**Work task**.
Could you filter the material and copy every line where the word "slice" occurs?

**Input records**.

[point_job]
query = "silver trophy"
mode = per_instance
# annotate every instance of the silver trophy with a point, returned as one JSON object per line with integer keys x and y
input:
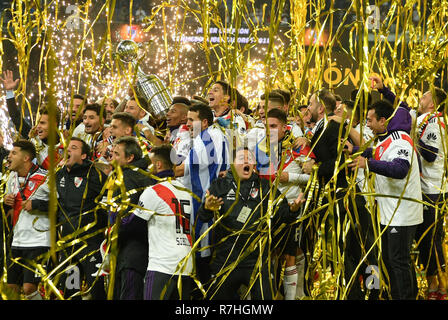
{"x": 149, "y": 87}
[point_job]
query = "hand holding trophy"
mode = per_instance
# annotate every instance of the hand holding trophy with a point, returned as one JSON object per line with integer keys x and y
{"x": 149, "y": 87}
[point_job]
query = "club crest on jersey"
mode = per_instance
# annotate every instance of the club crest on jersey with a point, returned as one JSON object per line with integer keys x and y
{"x": 254, "y": 192}
{"x": 403, "y": 152}
{"x": 78, "y": 181}
{"x": 432, "y": 136}
{"x": 380, "y": 151}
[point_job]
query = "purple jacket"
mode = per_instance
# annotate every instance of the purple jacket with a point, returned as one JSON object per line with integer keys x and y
{"x": 401, "y": 121}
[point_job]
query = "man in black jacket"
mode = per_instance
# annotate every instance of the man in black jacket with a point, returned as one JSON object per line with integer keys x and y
{"x": 38, "y": 135}
{"x": 325, "y": 144}
{"x": 132, "y": 256}
{"x": 244, "y": 224}
{"x": 79, "y": 185}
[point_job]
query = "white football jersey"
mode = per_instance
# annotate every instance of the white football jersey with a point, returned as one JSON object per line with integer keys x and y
{"x": 393, "y": 210}
{"x": 29, "y": 230}
{"x": 168, "y": 208}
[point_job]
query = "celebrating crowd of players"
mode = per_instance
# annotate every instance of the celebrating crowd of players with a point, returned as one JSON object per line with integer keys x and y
{"x": 221, "y": 202}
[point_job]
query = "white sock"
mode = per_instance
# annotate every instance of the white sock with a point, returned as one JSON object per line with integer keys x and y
{"x": 290, "y": 282}
{"x": 34, "y": 296}
{"x": 300, "y": 265}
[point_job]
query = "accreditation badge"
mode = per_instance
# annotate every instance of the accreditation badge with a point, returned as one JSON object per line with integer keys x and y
{"x": 244, "y": 214}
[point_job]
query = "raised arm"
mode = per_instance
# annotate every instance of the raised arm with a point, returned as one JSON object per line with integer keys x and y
{"x": 9, "y": 84}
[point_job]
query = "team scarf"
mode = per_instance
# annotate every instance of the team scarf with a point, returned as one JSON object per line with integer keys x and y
{"x": 207, "y": 158}
{"x": 269, "y": 160}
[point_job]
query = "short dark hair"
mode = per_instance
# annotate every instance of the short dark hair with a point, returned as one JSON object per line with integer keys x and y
{"x": 226, "y": 87}
{"x": 351, "y": 106}
{"x": 439, "y": 98}
{"x": 163, "y": 153}
{"x": 327, "y": 99}
{"x": 85, "y": 149}
{"x": 242, "y": 148}
{"x": 242, "y": 102}
{"x": 354, "y": 93}
{"x": 45, "y": 110}
{"x": 197, "y": 98}
{"x": 95, "y": 107}
{"x": 204, "y": 112}
{"x": 278, "y": 114}
{"x": 79, "y": 96}
{"x": 337, "y": 97}
{"x": 285, "y": 93}
{"x": 125, "y": 118}
{"x": 383, "y": 109}
{"x": 273, "y": 96}
{"x": 302, "y": 106}
{"x": 131, "y": 147}
{"x": 27, "y": 147}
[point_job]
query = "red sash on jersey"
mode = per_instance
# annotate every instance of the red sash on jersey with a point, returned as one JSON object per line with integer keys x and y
{"x": 32, "y": 182}
{"x": 291, "y": 155}
{"x": 380, "y": 149}
{"x": 57, "y": 157}
{"x": 167, "y": 195}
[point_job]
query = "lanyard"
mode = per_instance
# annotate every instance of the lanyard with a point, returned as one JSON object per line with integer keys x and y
{"x": 241, "y": 196}
{"x": 23, "y": 187}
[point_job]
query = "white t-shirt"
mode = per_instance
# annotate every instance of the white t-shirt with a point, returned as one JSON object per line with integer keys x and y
{"x": 181, "y": 142}
{"x": 404, "y": 212}
{"x": 168, "y": 227}
{"x": 433, "y": 134}
{"x": 30, "y": 230}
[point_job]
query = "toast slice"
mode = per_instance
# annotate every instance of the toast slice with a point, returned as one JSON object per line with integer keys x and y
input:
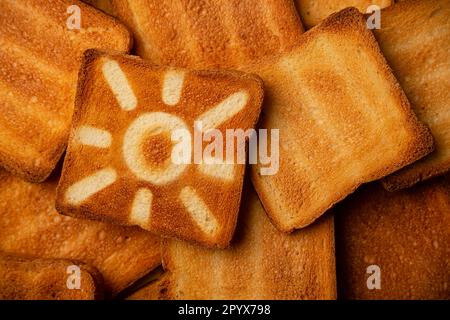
{"x": 343, "y": 121}
{"x": 154, "y": 290}
{"x": 47, "y": 279}
{"x": 103, "y": 5}
{"x": 39, "y": 61}
{"x": 415, "y": 41}
{"x": 313, "y": 12}
{"x": 122, "y": 166}
{"x": 30, "y": 225}
{"x": 208, "y": 33}
{"x": 261, "y": 263}
{"x": 404, "y": 233}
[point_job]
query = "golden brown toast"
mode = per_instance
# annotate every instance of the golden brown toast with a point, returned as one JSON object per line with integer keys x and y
{"x": 415, "y": 39}
{"x": 210, "y": 33}
{"x": 39, "y": 62}
{"x": 119, "y": 165}
{"x": 47, "y": 279}
{"x": 405, "y": 233}
{"x": 104, "y": 5}
{"x": 313, "y": 12}
{"x": 30, "y": 225}
{"x": 154, "y": 290}
{"x": 261, "y": 263}
{"x": 343, "y": 121}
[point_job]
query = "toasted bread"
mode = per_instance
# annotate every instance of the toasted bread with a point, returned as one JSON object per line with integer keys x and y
{"x": 154, "y": 290}
{"x": 405, "y": 234}
{"x": 47, "y": 279}
{"x": 415, "y": 41}
{"x": 119, "y": 165}
{"x": 30, "y": 225}
{"x": 313, "y": 12}
{"x": 39, "y": 61}
{"x": 209, "y": 33}
{"x": 343, "y": 121}
{"x": 261, "y": 263}
{"x": 104, "y": 5}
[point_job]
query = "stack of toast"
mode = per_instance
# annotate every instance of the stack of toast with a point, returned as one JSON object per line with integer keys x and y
{"x": 134, "y": 133}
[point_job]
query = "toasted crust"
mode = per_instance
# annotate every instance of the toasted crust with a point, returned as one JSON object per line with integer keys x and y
{"x": 261, "y": 263}
{"x": 104, "y": 5}
{"x": 405, "y": 233}
{"x": 186, "y": 203}
{"x": 155, "y": 290}
{"x": 313, "y": 12}
{"x": 38, "y": 72}
{"x": 205, "y": 33}
{"x": 46, "y": 279}
{"x": 415, "y": 41}
{"x": 343, "y": 121}
{"x": 29, "y": 225}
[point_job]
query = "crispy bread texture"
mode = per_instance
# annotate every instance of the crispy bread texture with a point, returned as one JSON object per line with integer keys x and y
{"x": 313, "y": 12}
{"x": 209, "y": 33}
{"x": 120, "y": 161}
{"x": 30, "y": 225}
{"x": 405, "y": 233}
{"x": 415, "y": 39}
{"x": 47, "y": 279}
{"x": 155, "y": 290}
{"x": 104, "y": 5}
{"x": 262, "y": 263}
{"x": 39, "y": 62}
{"x": 343, "y": 120}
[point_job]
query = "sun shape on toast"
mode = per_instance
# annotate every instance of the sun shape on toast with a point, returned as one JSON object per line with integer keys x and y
{"x": 145, "y": 149}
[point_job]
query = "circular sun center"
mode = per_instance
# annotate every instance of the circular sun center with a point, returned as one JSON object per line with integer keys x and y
{"x": 157, "y": 149}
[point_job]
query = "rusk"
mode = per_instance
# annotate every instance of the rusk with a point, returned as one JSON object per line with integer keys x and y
{"x": 313, "y": 12}
{"x": 210, "y": 33}
{"x": 261, "y": 263}
{"x": 120, "y": 164}
{"x": 415, "y": 39}
{"x": 39, "y": 62}
{"x": 30, "y": 225}
{"x": 47, "y": 279}
{"x": 343, "y": 120}
{"x": 405, "y": 234}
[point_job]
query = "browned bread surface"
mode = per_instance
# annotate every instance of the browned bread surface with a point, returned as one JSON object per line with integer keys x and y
{"x": 343, "y": 121}
{"x": 30, "y": 225}
{"x": 46, "y": 279}
{"x": 261, "y": 263}
{"x": 405, "y": 233}
{"x": 119, "y": 165}
{"x": 210, "y": 33}
{"x": 415, "y": 39}
{"x": 104, "y": 5}
{"x": 39, "y": 61}
{"x": 313, "y": 12}
{"x": 155, "y": 290}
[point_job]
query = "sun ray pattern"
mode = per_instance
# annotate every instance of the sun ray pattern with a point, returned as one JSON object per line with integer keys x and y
{"x": 148, "y": 142}
{"x": 172, "y": 87}
{"x": 119, "y": 85}
{"x": 91, "y": 136}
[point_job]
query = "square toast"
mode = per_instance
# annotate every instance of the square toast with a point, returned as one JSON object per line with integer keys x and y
{"x": 404, "y": 233}
{"x": 120, "y": 163}
{"x": 415, "y": 39}
{"x": 343, "y": 120}
{"x": 261, "y": 263}
{"x": 313, "y": 12}
{"x": 39, "y": 61}
{"x": 209, "y": 33}
{"x": 47, "y": 279}
{"x": 30, "y": 225}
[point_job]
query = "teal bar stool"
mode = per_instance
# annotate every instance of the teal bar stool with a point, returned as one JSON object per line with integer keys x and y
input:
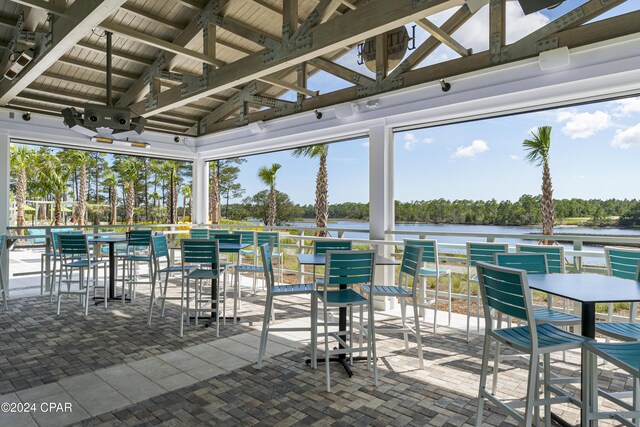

**Answer to the exercise**.
query = "toast slice"
# annotate every instance of the toast slice with a point, returned as one JSON object per line with integer keys x and y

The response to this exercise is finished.